#### [What you need to do]
1) In the biographical passage on William W. Gullett, quote the words starting with "Personal details" and going on through "Maryland in 1972.".
2) According to the biographical passage on William W. Gullett, in what year did he serve as a presidential elector for Maryland?

* Start Document passage *

1st Prince George's County Executive
- In office 1971–1974
- Succeeded by: Winfield Kelly
- Constituency: Prince George's County, Maryland

3rd Mayor of College Park, Maryland
- In office 1963–1969

Personal details
- Born: William Waitman Gullett October 11, 1922 Springfield, Illinois
- Died: September 24, 2015 (aged 92) Gloversville, New York
- Party: Republican
- Spouse(s): Helen Jaunita Hammons, 1943–1987 (div.); Doris Wilson-Gullett, died 1991; Barbara Yurica, circa 1995–April 2015 (died)
- Children: 4
- Alma mater: Washington University in St. Louis (1948)

= William W. Gullett =

Maryland politician

William Waitman Gullett (October 11, 1922 – September 24, 2015) served as the first county executive of Prince George's County, Maryland, from 1971 to 1974. He had previously served three terms as the mayor of College Park from 1963 to 1969, a delegate to the Constitutional Convention of Maryland, 1967–68 and a presidential elector for Maryland in 1972.

* End Document passage *
* Start Excerpted records *

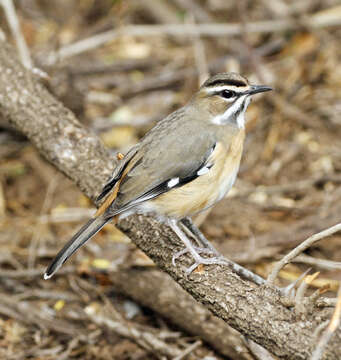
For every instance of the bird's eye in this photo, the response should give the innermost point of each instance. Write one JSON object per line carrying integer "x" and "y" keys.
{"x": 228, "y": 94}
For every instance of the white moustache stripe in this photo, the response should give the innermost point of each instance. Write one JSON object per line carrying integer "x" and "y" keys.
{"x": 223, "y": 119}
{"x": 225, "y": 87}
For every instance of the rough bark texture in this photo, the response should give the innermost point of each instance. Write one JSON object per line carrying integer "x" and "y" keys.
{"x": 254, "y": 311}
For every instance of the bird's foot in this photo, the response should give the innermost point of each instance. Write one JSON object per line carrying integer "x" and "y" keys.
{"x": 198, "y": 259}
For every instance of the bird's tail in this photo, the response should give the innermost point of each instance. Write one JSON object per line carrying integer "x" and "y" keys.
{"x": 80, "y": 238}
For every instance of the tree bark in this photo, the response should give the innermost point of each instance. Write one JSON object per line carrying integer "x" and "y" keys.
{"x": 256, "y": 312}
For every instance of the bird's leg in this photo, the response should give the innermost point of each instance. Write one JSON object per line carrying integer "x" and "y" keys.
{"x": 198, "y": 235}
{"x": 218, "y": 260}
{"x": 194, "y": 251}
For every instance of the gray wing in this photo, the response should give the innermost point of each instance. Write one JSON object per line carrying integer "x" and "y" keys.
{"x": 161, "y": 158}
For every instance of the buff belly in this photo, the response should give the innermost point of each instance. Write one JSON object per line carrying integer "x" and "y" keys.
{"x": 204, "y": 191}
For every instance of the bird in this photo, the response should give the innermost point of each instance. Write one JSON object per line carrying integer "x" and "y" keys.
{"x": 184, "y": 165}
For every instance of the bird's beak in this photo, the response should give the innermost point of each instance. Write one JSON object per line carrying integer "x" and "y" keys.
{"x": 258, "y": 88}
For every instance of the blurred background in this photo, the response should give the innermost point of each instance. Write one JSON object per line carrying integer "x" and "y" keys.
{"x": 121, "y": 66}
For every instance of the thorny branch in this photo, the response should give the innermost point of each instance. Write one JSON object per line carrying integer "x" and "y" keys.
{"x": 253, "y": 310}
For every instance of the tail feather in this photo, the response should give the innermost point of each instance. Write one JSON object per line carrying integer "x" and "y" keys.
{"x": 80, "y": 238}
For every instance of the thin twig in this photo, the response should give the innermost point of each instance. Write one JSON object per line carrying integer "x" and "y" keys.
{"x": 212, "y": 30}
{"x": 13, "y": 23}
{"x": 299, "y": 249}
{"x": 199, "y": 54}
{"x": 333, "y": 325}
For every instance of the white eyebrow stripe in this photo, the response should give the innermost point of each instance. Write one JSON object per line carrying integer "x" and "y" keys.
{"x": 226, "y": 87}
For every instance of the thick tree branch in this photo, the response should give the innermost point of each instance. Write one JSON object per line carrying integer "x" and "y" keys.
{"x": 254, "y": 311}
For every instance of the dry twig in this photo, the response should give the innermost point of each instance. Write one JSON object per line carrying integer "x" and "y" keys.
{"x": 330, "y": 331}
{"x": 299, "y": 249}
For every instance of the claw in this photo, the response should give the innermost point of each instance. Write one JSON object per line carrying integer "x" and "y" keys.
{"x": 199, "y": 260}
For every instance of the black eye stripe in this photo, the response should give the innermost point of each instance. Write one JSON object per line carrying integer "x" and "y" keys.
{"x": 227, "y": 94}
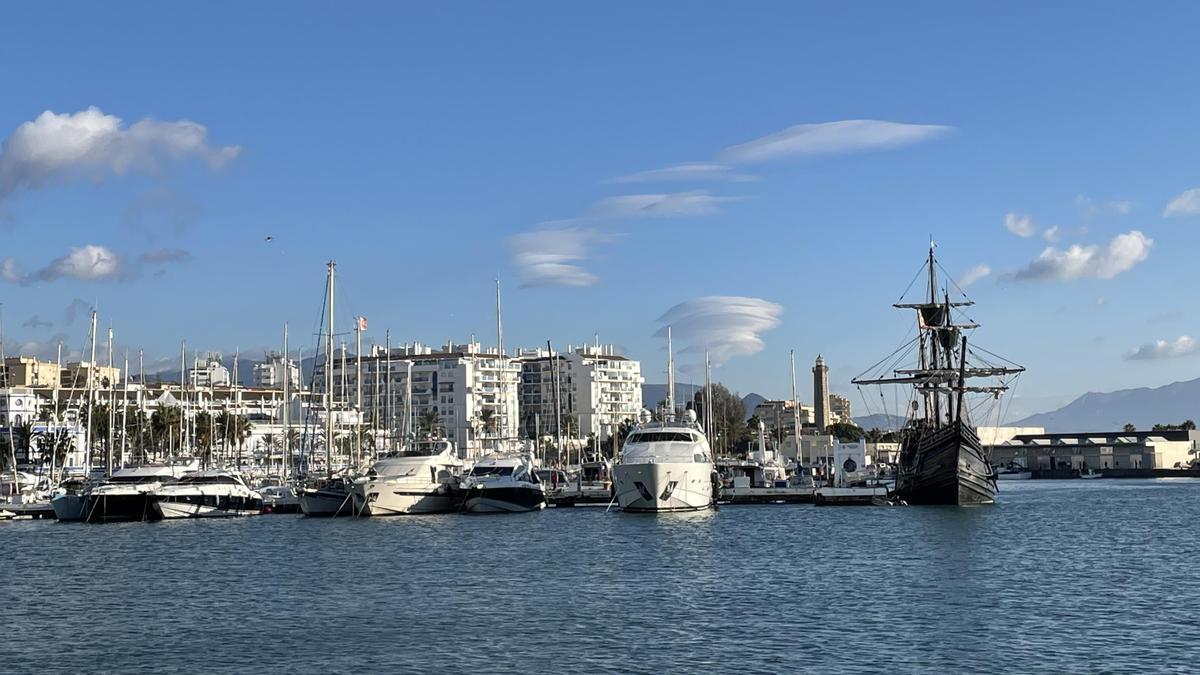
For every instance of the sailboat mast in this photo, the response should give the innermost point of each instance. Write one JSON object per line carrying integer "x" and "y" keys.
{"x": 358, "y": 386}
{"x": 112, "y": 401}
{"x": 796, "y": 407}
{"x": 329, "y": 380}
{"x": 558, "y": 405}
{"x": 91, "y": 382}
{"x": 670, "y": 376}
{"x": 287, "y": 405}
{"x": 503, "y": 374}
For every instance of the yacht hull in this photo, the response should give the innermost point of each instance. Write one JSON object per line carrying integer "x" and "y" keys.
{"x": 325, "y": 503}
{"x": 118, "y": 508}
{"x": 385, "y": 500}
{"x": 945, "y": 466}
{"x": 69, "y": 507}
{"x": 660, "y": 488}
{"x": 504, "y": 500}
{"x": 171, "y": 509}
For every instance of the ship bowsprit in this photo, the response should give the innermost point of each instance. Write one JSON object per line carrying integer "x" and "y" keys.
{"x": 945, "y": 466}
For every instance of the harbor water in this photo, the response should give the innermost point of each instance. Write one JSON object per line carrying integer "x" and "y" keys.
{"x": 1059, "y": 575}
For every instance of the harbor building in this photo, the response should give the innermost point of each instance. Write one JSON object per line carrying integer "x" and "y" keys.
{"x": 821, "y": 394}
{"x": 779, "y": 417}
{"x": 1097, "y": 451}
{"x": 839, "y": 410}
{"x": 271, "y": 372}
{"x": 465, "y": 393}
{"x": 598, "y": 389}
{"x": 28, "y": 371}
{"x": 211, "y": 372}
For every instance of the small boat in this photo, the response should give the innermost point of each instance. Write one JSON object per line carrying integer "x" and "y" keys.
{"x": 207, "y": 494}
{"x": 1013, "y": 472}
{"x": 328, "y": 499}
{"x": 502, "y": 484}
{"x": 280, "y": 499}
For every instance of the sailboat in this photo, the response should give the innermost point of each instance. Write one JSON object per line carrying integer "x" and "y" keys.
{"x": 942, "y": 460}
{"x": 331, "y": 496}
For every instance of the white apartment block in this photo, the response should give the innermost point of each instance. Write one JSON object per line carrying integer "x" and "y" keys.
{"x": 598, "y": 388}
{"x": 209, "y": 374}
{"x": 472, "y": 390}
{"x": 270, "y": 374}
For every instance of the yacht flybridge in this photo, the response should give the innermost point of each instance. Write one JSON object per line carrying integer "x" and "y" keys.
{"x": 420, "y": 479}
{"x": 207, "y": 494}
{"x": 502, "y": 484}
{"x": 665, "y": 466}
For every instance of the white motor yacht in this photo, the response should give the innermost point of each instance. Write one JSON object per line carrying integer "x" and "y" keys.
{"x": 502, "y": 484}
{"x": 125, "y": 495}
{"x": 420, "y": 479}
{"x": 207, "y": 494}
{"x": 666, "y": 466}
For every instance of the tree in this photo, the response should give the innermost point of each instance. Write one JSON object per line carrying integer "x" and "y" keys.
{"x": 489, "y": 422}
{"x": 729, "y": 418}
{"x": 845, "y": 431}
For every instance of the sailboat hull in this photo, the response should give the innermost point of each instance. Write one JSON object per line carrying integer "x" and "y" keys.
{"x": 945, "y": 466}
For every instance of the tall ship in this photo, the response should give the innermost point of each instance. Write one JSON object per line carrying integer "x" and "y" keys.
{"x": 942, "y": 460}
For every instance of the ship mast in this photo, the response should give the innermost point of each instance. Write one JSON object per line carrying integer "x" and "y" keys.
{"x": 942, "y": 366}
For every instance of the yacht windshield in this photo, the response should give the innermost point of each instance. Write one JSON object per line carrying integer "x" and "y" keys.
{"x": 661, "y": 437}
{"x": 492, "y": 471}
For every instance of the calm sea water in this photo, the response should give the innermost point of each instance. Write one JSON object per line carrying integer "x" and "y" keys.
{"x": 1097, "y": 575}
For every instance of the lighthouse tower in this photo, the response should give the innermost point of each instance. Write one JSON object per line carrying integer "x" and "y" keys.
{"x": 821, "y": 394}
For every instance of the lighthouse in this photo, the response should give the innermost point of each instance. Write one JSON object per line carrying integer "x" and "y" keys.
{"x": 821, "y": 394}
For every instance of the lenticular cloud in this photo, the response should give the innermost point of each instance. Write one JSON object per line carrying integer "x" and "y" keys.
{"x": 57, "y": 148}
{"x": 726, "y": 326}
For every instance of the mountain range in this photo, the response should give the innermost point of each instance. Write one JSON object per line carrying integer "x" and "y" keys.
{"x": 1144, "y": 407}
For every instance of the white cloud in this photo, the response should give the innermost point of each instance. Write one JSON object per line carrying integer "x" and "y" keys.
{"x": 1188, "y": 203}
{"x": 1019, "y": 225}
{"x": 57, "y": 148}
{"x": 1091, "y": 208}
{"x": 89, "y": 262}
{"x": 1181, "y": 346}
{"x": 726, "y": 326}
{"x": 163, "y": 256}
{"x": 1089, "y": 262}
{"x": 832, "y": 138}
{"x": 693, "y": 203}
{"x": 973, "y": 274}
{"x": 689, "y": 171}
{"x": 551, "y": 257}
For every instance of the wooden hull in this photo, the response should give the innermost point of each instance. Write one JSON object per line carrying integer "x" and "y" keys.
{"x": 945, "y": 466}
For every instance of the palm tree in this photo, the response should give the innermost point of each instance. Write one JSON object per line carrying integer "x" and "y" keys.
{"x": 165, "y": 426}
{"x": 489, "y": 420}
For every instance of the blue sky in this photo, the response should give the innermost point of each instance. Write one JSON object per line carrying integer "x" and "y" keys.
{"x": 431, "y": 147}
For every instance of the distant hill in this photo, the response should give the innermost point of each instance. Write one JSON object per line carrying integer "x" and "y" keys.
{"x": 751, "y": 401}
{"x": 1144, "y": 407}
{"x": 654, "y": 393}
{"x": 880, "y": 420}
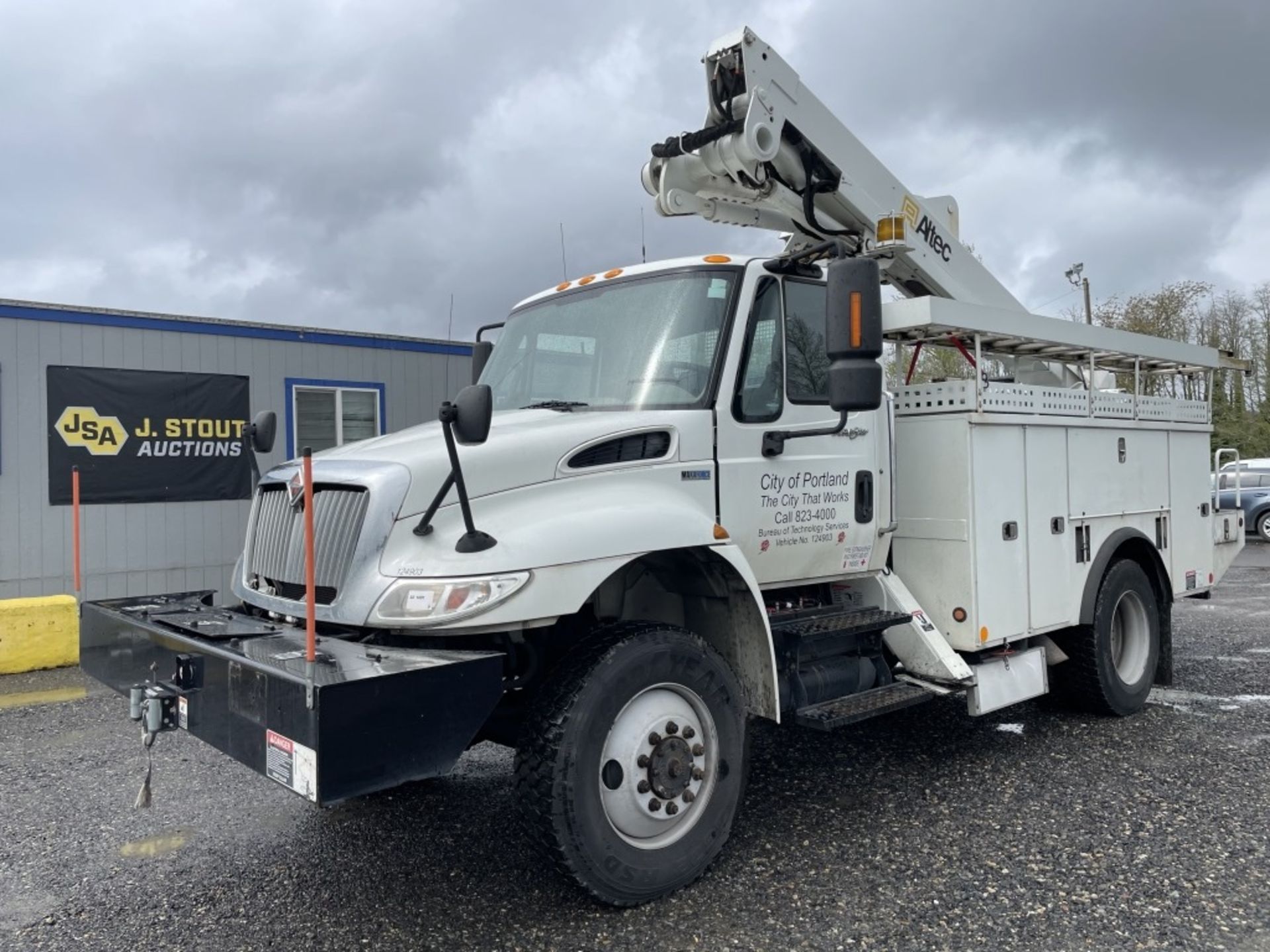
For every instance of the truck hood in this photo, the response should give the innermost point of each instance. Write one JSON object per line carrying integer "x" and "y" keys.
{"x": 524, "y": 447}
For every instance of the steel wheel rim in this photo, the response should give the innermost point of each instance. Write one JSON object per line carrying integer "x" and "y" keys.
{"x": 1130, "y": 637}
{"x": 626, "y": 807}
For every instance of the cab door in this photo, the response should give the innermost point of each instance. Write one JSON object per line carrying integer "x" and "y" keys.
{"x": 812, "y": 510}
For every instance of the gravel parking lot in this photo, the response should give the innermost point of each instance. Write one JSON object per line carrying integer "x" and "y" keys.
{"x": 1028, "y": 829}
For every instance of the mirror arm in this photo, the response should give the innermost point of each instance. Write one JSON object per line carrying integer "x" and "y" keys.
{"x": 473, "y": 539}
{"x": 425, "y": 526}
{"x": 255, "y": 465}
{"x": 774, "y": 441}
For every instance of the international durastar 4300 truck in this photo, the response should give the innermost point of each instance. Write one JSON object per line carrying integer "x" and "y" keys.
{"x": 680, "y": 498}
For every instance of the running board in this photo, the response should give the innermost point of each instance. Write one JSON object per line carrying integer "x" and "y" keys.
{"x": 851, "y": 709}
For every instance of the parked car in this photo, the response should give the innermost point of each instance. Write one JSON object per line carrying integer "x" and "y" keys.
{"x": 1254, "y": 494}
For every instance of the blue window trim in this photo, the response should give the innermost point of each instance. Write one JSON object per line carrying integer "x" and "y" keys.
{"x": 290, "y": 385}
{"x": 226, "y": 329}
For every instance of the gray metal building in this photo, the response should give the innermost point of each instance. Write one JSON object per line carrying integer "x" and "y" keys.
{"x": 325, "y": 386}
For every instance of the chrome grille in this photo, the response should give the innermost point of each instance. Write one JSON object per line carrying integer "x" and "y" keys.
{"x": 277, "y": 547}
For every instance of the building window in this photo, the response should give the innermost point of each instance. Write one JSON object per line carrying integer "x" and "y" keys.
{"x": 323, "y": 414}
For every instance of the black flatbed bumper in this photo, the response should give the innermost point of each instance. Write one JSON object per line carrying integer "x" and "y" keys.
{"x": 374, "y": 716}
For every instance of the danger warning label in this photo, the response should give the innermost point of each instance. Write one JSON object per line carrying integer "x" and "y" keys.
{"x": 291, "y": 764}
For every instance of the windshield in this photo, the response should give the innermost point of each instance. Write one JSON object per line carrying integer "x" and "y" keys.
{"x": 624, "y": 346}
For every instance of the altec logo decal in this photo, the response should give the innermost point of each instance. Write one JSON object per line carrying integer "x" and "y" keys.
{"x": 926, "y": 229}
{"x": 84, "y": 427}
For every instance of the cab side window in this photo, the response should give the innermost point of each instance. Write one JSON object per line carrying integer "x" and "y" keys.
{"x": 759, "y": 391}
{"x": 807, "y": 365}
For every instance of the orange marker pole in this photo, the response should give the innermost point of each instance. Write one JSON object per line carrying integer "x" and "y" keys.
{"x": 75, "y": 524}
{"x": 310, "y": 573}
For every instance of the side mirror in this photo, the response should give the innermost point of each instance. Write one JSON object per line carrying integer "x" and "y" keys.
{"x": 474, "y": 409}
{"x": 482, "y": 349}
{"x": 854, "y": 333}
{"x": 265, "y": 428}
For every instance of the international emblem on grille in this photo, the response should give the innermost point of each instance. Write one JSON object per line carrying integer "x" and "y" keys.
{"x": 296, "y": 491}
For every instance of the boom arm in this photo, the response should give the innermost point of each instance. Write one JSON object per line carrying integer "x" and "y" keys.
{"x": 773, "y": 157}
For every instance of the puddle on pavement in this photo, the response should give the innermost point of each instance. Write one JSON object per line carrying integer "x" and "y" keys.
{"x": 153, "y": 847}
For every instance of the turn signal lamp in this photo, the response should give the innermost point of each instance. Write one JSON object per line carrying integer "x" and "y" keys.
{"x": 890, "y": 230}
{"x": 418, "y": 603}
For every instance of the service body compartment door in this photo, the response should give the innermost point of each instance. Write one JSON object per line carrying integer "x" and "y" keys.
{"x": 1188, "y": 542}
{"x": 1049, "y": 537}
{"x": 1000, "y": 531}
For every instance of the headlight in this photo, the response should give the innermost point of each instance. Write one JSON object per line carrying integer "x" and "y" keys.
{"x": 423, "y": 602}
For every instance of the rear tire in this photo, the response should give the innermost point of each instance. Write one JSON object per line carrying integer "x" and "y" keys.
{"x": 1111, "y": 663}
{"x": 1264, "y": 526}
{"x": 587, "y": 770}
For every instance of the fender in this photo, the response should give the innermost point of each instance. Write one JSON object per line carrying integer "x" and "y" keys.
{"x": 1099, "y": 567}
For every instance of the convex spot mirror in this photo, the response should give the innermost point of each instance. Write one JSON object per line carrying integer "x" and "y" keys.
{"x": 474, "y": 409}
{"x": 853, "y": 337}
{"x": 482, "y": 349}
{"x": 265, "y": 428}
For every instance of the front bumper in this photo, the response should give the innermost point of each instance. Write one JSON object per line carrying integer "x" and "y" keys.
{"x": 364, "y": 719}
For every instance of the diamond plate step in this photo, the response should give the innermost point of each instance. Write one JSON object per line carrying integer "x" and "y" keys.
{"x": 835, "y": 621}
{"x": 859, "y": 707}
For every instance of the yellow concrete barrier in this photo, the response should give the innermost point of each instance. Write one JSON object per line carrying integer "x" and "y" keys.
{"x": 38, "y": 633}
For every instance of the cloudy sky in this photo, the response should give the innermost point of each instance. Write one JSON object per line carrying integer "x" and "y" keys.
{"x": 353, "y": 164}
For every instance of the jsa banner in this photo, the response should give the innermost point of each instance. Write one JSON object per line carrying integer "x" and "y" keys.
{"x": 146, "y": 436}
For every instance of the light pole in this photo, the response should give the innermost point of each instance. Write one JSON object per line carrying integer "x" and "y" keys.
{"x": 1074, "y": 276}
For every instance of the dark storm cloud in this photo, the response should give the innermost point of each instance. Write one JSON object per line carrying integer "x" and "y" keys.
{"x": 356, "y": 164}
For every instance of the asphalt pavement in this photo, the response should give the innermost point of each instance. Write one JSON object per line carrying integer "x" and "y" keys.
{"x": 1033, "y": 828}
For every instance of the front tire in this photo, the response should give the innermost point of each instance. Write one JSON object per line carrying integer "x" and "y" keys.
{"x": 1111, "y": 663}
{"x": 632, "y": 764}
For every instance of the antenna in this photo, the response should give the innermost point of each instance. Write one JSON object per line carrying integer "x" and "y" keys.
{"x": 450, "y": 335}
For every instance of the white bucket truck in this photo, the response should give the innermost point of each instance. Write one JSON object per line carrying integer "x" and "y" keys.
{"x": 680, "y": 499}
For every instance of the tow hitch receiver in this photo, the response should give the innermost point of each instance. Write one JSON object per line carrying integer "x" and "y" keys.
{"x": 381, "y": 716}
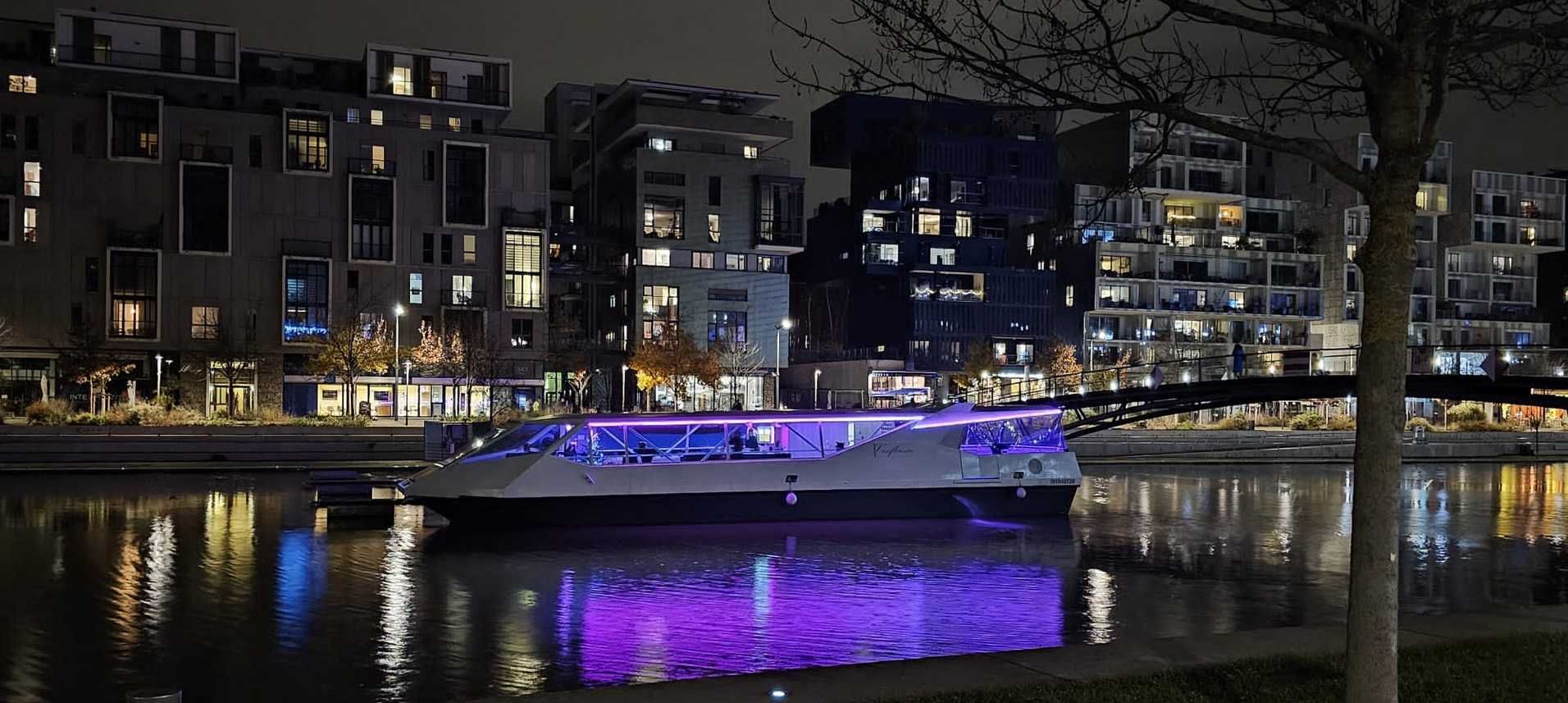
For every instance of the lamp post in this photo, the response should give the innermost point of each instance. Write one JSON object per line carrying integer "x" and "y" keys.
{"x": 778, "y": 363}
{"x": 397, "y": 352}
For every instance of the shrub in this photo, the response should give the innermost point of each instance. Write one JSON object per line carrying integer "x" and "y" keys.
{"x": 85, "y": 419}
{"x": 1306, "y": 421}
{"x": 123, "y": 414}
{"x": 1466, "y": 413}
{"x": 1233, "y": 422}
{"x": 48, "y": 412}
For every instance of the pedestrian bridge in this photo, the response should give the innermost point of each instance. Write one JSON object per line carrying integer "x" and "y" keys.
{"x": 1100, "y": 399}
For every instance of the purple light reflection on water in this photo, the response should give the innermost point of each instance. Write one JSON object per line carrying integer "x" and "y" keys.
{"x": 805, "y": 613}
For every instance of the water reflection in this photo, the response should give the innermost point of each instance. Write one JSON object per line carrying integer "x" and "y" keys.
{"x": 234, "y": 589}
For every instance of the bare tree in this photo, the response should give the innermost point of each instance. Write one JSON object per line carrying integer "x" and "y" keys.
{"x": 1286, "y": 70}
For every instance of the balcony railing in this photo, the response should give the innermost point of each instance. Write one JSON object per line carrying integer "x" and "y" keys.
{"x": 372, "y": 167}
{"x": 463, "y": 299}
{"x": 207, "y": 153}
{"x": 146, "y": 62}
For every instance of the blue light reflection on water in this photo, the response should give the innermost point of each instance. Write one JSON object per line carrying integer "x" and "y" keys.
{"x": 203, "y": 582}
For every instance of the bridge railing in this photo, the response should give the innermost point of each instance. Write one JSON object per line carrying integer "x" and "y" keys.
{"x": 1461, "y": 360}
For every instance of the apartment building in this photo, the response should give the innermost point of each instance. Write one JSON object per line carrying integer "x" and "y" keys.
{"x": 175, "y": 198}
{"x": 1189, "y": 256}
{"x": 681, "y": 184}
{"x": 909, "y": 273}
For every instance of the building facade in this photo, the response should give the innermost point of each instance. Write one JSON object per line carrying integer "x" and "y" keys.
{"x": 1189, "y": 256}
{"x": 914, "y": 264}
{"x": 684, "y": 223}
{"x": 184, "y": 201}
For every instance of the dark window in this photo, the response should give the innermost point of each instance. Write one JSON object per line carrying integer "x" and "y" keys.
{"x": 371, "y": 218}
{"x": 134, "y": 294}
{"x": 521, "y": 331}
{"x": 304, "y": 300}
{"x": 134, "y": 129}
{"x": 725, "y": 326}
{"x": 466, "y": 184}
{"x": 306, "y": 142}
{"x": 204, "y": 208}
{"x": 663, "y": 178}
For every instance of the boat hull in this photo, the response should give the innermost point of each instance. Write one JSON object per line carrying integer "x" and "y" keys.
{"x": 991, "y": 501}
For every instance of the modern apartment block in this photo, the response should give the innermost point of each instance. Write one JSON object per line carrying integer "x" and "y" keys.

* End Excerpted records *

#### [Task results]
1)
Personal details
- Born: William Waitman Gullett October 11, 1922 Springfield, Illinois
- Died: September 24, 2015 (aged 92) Gloversville, New York
- Party: Republican
- Spouse(s): Helen Jaunita Hammons, 1943–1987 (div.); Doris Wilson-Gullett, died 1991; Barbara Yurica, circa 1995–April 2015 (died)
- Children: 4
- Alma mater: Washington University in St. Louis (1948)

= William W. Gullett =

Maryland politician

William Waitman Gullett (October 11, 1922 – September 24, 2015) served as the first county executive of Prince George's County, Maryland, from 1971 to 1974. He had previously served three terms as the mayor of College Park from 1963 to 1969, a delegate to the Constitutional Convention of Maryland, 1967–68 and a presidential elector for Maryland in 1972.

2) 1972